╭─ Text
Sharing the sacred story
The Rev Roddy Hamilton reflects on the importance of storytelling in worship.
ON one of my visits to Greenbelt, the Christian music arts festival, I attended a talk about memory. Specifically, how we can remember passages of the bible’s less exciting parts such as genealogies, through a method of visualising names and places.
It was quite astounding and, by the end of the session, we were all able to do it, to an extent.
I haven’t often used this superpower of remembering Jesus’ ancestors but the idea of remembering important parts of the bible feels important. Yet, the bible offers its own technique for remembering its most important truths and that is in story.
It is only since the enlightenment that the western world has believed truth is found in fact. Up to then, and still today for many of the world’s cultures, truth is found in story. In some sense it is all we have to give the world: the story, and in telling it we share more than we imagine.
╰─
╭─ Data section
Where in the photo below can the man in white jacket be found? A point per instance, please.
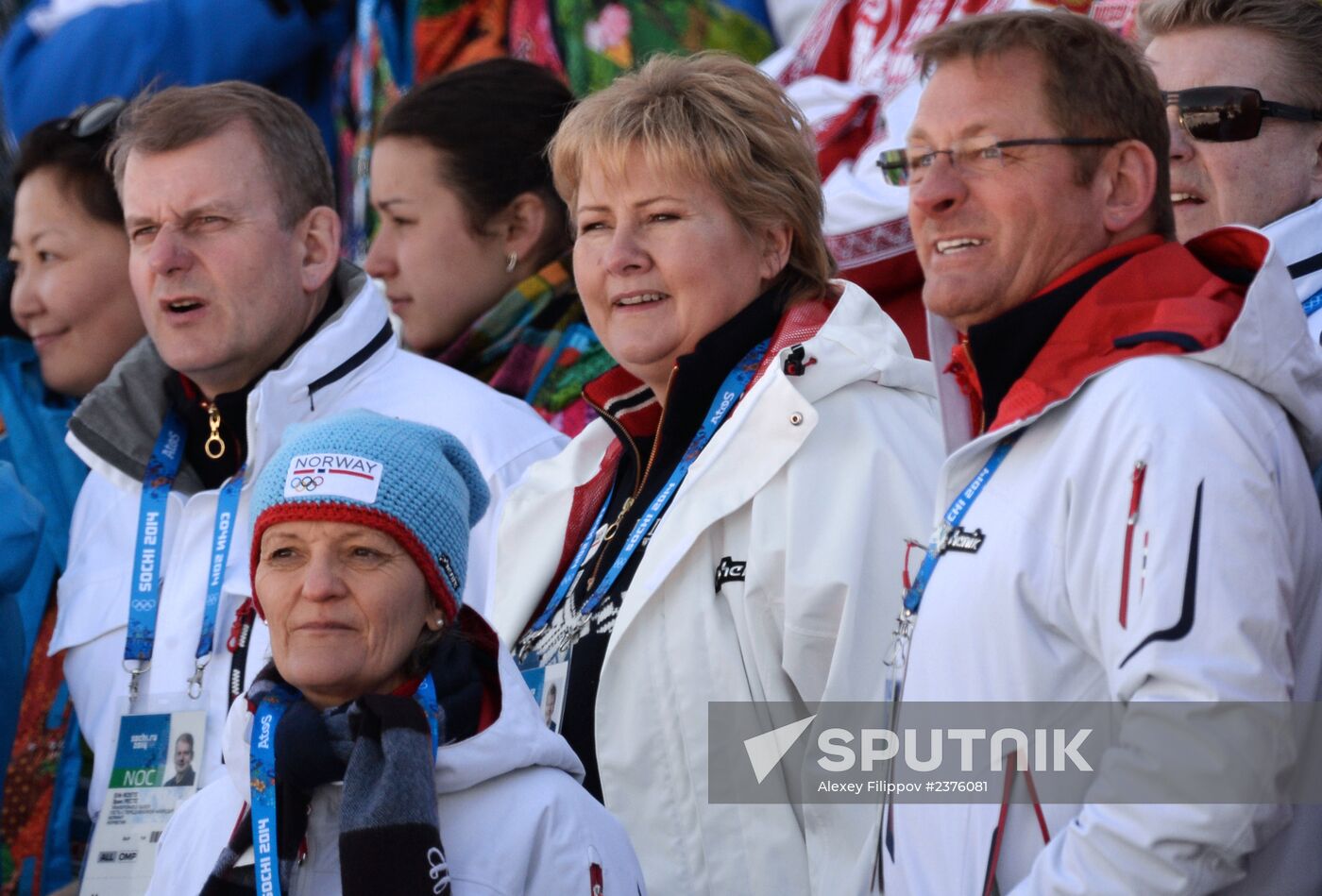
(1130, 519)
(254, 324)
(1243, 88)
╰─
[Request 1] Name every person and festival that the text on storytelling in worship mentions by name.
[Request 2] Please write what comes next in the text on storytelling in worship, starting after its final sentence.

[Final result 1] Roddy Hamilton, Greenbelt, Jesus

[Final result 2]
Which is why, perhaps, storytelling ought to be reimagined as part of our worship, not just a repeat of the words from the bible as the ‘lesson’ but an engaging encounter, with emotion and drama, colour and vividness, where people find themselves within the story, seeing things from different sides, hearing voices they haven’t heard before.
Many of us have read to children, created our own version of stories of bedtime stories, used our imagination in retelling some event from our past. Might we find the space in worship for such investment in the bible’s story?
If we were ever to reinvent the training for worship leaders, I would strongly suggest a course in storytelling. But, at the same time, I want to suggest that it is something we are all able to do anyway. Perhaps we don’t always believe we have the imagination, or the memory, but the idea of a story, especially a faith story is that it is designed to be more easily remembered. If you were asked right now to either retell the story of Zacchaeus, or recite the beatitudes, which could you do more easily?
With storytelling, perhaps the lesson is not to be pedantic with all the details but tell the remembered story because your version of the story is the one that contains the truth for you. What you remember in retelling are the parts that have settled most deeply in you, and perhaps for good reason.
Being allowed to tell that version of a story is a sacred act, surely, because it is not then just a performance to entertain, but a retelling that contains part of yourself.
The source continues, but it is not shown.